Your response must be made up of each line in the data below that contains the string "tablet".

Exercise materials below:

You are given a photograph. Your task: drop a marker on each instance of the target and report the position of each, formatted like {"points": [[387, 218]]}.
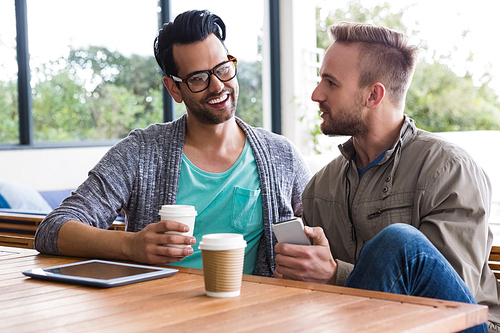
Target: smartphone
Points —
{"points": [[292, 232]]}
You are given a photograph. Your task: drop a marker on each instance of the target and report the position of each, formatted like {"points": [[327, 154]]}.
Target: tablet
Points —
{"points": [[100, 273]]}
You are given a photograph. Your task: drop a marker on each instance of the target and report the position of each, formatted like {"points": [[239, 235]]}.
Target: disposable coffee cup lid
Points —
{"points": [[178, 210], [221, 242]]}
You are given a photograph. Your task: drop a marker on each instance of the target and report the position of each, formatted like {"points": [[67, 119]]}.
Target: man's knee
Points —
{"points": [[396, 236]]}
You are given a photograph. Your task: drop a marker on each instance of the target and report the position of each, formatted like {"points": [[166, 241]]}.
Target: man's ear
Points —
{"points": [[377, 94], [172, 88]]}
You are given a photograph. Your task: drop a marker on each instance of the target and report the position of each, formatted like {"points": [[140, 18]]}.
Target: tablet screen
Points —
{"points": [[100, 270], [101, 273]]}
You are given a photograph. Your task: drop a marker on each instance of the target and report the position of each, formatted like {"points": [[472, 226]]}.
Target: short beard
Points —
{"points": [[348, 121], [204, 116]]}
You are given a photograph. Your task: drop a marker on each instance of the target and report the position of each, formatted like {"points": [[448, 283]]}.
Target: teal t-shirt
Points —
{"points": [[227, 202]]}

End of Exercise materials.
Exercise materials below:

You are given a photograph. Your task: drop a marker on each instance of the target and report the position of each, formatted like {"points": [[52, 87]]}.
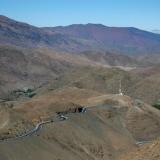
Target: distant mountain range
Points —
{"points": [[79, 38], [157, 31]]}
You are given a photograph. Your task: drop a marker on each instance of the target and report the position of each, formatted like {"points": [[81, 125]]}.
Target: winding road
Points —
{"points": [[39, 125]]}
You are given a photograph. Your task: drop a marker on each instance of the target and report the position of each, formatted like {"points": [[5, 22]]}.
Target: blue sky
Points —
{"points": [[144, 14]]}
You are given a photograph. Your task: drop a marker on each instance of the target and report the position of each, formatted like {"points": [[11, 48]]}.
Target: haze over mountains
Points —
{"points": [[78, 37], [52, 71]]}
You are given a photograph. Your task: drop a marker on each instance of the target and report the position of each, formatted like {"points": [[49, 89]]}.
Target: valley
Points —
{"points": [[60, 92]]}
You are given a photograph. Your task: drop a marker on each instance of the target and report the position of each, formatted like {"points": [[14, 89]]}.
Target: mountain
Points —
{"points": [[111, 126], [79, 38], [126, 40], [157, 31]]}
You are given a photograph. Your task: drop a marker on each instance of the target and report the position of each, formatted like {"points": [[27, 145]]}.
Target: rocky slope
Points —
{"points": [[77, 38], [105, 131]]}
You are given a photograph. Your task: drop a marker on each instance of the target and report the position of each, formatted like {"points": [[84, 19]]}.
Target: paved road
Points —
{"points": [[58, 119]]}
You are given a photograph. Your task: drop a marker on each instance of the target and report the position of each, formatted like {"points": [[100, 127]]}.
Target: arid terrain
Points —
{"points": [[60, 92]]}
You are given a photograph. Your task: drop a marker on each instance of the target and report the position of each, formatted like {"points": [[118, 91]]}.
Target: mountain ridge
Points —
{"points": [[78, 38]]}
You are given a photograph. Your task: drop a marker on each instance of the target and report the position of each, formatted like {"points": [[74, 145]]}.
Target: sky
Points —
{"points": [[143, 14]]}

End of Exercise materials.

Worked solution:
Target: tablet
Target: tablet screen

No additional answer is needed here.